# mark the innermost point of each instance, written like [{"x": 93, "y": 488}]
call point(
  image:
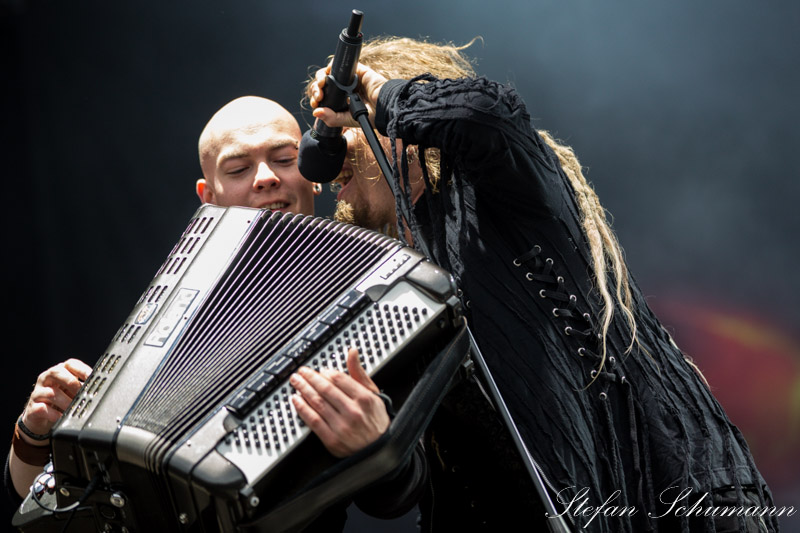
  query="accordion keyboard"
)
[{"x": 271, "y": 427}]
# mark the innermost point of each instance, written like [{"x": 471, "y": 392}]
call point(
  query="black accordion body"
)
[{"x": 186, "y": 422}]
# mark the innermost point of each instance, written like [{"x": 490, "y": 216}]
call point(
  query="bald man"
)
[{"x": 248, "y": 155}]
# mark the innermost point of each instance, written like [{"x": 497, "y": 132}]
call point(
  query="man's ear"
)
[{"x": 205, "y": 193}]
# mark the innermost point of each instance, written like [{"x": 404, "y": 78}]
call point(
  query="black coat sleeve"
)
[
  {"x": 483, "y": 131},
  {"x": 398, "y": 492}
]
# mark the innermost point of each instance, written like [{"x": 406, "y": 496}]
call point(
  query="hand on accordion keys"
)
[
  {"x": 54, "y": 390},
  {"x": 343, "y": 410}
]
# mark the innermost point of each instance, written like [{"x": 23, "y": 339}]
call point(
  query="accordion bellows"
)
[{"x": 186, "y": 419}]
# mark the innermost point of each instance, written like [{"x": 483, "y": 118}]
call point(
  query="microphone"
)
[{"x": 322, "y": 149}]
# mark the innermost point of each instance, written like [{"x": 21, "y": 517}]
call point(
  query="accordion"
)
[{"x": 186, "y": 422}]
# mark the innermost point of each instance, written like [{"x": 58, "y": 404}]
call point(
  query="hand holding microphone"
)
[
  {"x": 322, "y": 149},
  {"x": 370, "y": 83}
]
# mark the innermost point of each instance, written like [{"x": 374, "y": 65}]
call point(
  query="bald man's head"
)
[{"x": 248, "y": 153}]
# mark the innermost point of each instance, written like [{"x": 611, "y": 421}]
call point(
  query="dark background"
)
[{"x": 683, "y": 112}]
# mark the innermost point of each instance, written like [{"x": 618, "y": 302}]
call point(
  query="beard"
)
[
  {"x": 344, "y": 213},
  {"x": 351, "y": 214}
]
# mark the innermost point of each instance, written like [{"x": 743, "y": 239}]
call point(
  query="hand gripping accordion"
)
[{"x": 186, "y": 422}]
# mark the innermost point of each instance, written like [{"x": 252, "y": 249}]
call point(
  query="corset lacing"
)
[{"x": 581, "y": 326}]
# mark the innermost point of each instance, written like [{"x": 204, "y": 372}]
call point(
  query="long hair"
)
[{"x": 404, "y": 58}]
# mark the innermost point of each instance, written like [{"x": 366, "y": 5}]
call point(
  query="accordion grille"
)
[{"x": 287, "y": 271}]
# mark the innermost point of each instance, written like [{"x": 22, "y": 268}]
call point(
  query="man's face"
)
[
  {"x": 364, "y": 198},
  {"x": 255, "y": 165}
]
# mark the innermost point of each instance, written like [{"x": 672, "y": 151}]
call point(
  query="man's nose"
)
[{"x": 265, "y": 177}]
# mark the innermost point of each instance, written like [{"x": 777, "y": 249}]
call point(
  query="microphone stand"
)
[{"x": 555, "y": 520}]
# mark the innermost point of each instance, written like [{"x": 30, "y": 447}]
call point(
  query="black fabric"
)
[{"x": 507, "y": 225}]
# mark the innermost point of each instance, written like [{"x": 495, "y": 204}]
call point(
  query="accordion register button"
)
[
  {"x": 261, "y": 384},
  {"x": 280, "y": 367},
  {"x": 353, "y": 300},
  {"x": 334, "y": 315},
  {"x": 317, "y": 333},
  {"x": 242, "y": 401},
  {"x": 298, "y": 349}
]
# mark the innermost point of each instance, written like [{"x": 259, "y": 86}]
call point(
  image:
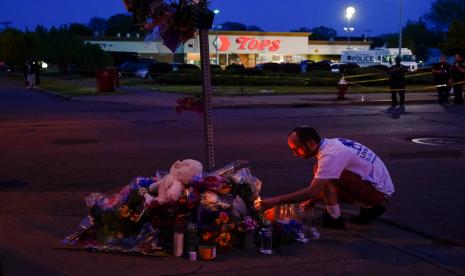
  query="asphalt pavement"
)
[
  {"x": 33, "y": 222},
  {"x": 143, "y": 97}
]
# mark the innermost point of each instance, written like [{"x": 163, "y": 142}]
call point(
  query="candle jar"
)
[{"x": 249, "y": 239}]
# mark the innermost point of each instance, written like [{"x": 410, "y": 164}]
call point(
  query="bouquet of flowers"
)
[
  {"x": 172, "y": 20},
  {"x": 221, "y": 204}
]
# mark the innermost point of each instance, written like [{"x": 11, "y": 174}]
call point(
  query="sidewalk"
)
[
  {"x": 153, "y": 98},
  {"x": 37, "y": 222}
]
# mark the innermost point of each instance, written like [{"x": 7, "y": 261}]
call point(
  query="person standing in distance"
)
[
  {"x": 397, "y": 83},
  {"x": 440, "y": 72},
  {"x": 457, "y": 78}
]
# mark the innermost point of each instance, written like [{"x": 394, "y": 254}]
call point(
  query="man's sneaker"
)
[
  {"x": 368, "y": 214},
  {"x": 329, "y": 222}
]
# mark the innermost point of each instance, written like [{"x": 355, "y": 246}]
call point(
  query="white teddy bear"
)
[{"x": 171, "y": 186}]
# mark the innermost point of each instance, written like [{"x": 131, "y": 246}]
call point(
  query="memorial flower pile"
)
[{"x": 139, "y": 220}]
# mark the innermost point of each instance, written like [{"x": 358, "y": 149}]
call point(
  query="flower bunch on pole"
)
[{"x": 174, "y": 21}]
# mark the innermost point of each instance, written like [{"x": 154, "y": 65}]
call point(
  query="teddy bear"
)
[{"x": 171, "y": 186}]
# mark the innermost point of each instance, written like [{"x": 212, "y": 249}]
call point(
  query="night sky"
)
[{"x": 372, "y": 16}]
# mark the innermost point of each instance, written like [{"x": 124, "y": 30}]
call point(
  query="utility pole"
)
[
  {"x": 400, "y": 29},
  {"x": 204, "y": 21}
]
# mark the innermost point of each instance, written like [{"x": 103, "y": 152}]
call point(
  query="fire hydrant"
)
[{"x": 342, "y": 86}]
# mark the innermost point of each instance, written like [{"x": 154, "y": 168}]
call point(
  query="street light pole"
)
[
  {"x": 216, "y": 12},
  {"x": 400, "y": 29},
  {"x": 350, "y": 11}
]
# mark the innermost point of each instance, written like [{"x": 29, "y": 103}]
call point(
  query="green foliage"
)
[
  {"x": 444, "y": 12},
  {"x": 367, "y": 76},
  {"x": 418, "y": 37},
  {"x": 121, "y": 23},
  {"x": 98, "y": 25},
  {"x": 92, "y": 57},
  {"x": 60, "y": 46},
  {"x": 12, "y": 46}
]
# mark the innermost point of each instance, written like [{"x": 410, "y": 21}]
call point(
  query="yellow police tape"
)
[{"x": 351, "y": 83}]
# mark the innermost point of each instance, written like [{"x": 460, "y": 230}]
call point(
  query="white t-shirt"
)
[{"x": 339, "y": 154}]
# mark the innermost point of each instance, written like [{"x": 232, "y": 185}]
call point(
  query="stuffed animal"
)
[{"x": 171, "y": 186}]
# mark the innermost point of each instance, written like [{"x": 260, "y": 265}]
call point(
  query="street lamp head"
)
[{"x": 350, "y": 11}]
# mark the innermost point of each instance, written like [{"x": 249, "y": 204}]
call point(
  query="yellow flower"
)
[
  {"x": 124, "y": 211},
  {"x": 134, "y": 217}
]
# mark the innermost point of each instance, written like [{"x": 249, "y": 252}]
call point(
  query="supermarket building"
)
[{"x": 228, "y": 47}]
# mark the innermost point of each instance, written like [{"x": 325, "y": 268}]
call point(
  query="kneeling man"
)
[{"x": 346, "y": 172}]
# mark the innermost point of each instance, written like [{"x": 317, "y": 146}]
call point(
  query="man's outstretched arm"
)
[{"x": 302, "y": 195}]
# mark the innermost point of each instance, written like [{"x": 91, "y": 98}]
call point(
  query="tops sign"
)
[{"x": 243, "y": 43}]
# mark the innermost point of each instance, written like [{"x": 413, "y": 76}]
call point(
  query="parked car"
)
[
  {"x": 304, "y": 63},
  {"x": 131, "y": 67}
]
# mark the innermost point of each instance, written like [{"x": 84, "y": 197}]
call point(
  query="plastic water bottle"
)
[{"x": 266, "y": 239}]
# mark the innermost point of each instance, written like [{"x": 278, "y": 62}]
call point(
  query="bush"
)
[
  {"x": 321, "y": 66},
  {"x": 215, "y": 67},
  {"x": 186, "y": 66},
  {"x": 379, "y": 67},
  {"x": 271, "y": 66},
  {"x": 235, "y": 67},
  {"x": 159, "y": 68}
]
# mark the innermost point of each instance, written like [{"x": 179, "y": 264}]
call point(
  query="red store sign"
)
[{"x": 247, "y": 43}]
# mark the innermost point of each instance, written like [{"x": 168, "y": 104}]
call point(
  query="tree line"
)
[{"x": 442, "y": 27}]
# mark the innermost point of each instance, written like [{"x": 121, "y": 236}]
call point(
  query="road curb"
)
[{"x": 319, "y": 103}]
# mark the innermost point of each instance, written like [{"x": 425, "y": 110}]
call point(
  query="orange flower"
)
[
  {"x": 207, "y": 236},
  {"x": 224, "y": 217},
  {"x": 124, "y": 211},
  {"x": 134, "y": 217},
  {"x": 224, "y": 239}
]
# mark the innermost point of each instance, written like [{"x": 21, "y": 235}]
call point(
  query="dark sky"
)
[{"x": 376, "y": 16}]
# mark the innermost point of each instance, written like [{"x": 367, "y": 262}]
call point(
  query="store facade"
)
[{"x": 233, "y": 47}]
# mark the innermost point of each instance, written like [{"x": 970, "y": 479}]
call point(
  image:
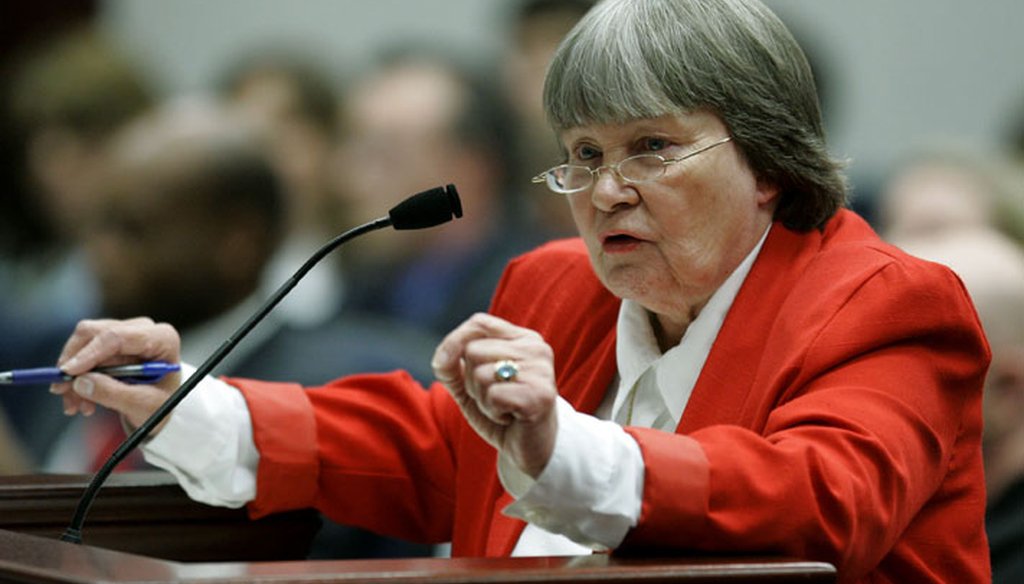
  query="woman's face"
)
[{"x": 670, "y": 243}]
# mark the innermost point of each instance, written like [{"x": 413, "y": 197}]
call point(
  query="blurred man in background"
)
[
  {"x": 416, "y": 120},
  {"x": 293, "y": 99}
]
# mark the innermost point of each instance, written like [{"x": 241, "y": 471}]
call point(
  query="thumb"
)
[{"x": 136, "y": 403}]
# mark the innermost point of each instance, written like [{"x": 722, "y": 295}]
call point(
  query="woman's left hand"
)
[{"x": 515, "y": 414}]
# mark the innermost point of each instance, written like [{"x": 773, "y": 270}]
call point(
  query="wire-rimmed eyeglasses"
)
[{"x": 569, "y": 178}]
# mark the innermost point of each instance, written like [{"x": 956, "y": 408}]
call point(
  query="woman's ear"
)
[{"x": 768, "y": 192}]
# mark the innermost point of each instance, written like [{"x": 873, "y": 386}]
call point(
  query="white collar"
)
[{"x": 677, "y": 370}]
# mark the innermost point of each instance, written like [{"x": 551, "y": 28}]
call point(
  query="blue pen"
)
[{"x": 136, "y": 373}]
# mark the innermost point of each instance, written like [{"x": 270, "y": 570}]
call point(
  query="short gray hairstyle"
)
[{"x": 631, "y": 59}]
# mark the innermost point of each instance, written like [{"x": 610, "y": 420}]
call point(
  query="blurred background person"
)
[
  {"x": 991, "y": 266},
  {"x": 185, "y": 222},
  {"x": 68, "y": 97},
  {"x": 13, "y": 459},
  {"x": 535, "y": 29},
  {"x": 417, "y": 119},
  {"x": 941, "y": 189},
  {"x": 69, "y": 94},
  {"x": 293, "y": 99}
]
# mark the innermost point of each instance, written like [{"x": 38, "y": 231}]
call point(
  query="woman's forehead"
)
[{"x": 681, "y": 124}]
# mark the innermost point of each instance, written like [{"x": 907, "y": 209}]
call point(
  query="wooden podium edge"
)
[{"x": 29, "y": 558}]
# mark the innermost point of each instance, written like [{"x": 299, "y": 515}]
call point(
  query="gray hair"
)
[{"x": 631, "y": 59}]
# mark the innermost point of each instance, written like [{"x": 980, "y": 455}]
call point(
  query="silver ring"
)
[{"x": 506, "y": 370}]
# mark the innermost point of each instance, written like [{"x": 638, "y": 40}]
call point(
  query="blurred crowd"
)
[{"x": 121, "y": 201}]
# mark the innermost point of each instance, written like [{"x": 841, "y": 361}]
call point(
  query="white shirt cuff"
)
[
  {"x": 592, "y": 488},
  {"x": 207, "y": 445}
]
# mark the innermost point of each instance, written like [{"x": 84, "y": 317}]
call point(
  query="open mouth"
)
[{"x": 620, "y": 243}]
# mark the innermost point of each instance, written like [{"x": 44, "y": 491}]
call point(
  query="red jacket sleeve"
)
[{"x": 372, "y": 451}]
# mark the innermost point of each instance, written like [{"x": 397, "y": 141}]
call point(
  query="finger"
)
[
  {"x": 136, "y": 403},
  {"x": 111, "y": 342},
  {"x": 480, "y": 325}
]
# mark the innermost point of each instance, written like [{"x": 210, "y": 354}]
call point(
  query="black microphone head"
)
[{"x": 426, "y": 209}]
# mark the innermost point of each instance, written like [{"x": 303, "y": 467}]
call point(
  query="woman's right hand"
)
[{"x": 107, "y": 342}]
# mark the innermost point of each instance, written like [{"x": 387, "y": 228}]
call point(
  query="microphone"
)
[{"x": 426, "y": 209}]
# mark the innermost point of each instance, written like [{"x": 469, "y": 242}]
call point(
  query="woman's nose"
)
[{"x": 610, "y": 191}]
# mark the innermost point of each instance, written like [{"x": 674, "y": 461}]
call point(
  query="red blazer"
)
[{"x": 838, "y": 418}]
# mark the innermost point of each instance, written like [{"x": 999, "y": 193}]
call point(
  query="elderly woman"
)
[{"x": 724, "y": 361}]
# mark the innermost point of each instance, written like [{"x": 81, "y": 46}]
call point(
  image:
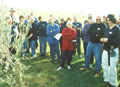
^^^^^^^^
What is expected
From the rows above, copy out every line that contains the string "blurred", matching case exactly.

Solution for this exercise
  query="blurred man in background"
  query="blurred background person"
  query="blurred crowd"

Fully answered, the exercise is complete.